Extract every line of the records that holds the word "sunglasses".

* begin DATA SUPPLIED *

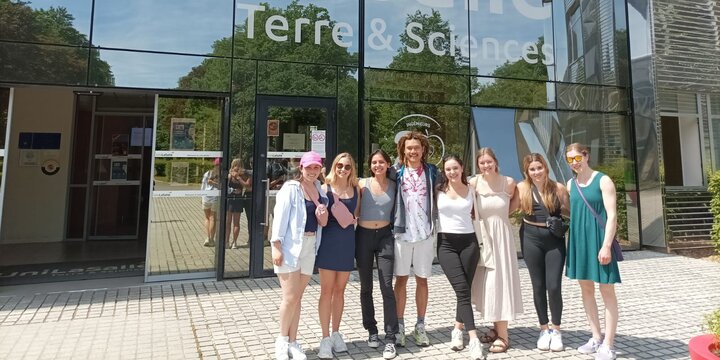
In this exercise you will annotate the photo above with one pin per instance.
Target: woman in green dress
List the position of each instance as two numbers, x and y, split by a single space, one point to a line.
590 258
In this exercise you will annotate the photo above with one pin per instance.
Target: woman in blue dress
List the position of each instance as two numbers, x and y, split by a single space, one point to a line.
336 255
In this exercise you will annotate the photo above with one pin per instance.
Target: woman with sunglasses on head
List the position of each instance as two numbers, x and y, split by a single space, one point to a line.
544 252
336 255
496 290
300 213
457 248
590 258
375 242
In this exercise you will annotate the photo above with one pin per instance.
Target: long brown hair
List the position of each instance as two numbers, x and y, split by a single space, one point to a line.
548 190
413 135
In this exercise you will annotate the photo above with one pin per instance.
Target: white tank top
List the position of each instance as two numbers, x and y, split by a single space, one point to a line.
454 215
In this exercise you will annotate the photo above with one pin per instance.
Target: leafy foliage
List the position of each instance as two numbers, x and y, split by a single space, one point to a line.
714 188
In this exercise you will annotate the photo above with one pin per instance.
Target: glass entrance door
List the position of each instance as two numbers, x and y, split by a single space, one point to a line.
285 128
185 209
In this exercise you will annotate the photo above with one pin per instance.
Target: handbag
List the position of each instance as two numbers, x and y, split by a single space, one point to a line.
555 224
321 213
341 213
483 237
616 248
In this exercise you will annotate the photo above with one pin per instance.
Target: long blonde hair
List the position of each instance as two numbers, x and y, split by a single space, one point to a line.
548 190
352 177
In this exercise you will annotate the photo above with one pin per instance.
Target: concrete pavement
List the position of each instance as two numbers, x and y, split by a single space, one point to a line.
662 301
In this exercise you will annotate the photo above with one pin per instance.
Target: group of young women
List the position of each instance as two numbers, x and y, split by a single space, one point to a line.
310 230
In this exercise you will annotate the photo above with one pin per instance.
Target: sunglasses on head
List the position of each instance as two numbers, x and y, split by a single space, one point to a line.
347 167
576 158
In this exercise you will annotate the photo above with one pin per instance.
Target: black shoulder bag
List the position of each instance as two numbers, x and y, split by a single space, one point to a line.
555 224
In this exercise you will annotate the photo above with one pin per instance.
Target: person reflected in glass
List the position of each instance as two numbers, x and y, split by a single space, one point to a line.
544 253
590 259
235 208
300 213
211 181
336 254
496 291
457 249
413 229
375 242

* end DATA SUPPLIED *
* begin DATA SUPPLIED *

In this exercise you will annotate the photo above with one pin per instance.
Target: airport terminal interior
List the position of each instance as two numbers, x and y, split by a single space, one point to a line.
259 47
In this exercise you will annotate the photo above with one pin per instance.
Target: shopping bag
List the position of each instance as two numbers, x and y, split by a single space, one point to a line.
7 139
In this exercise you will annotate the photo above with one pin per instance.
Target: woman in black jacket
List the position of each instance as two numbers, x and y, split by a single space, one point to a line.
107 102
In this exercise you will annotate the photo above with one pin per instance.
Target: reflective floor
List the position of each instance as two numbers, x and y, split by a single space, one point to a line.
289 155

* end DATA SUPPLIED *

FINISHED ANSWER —
Target: woman with sunglasses on head
Target: sunglasses on head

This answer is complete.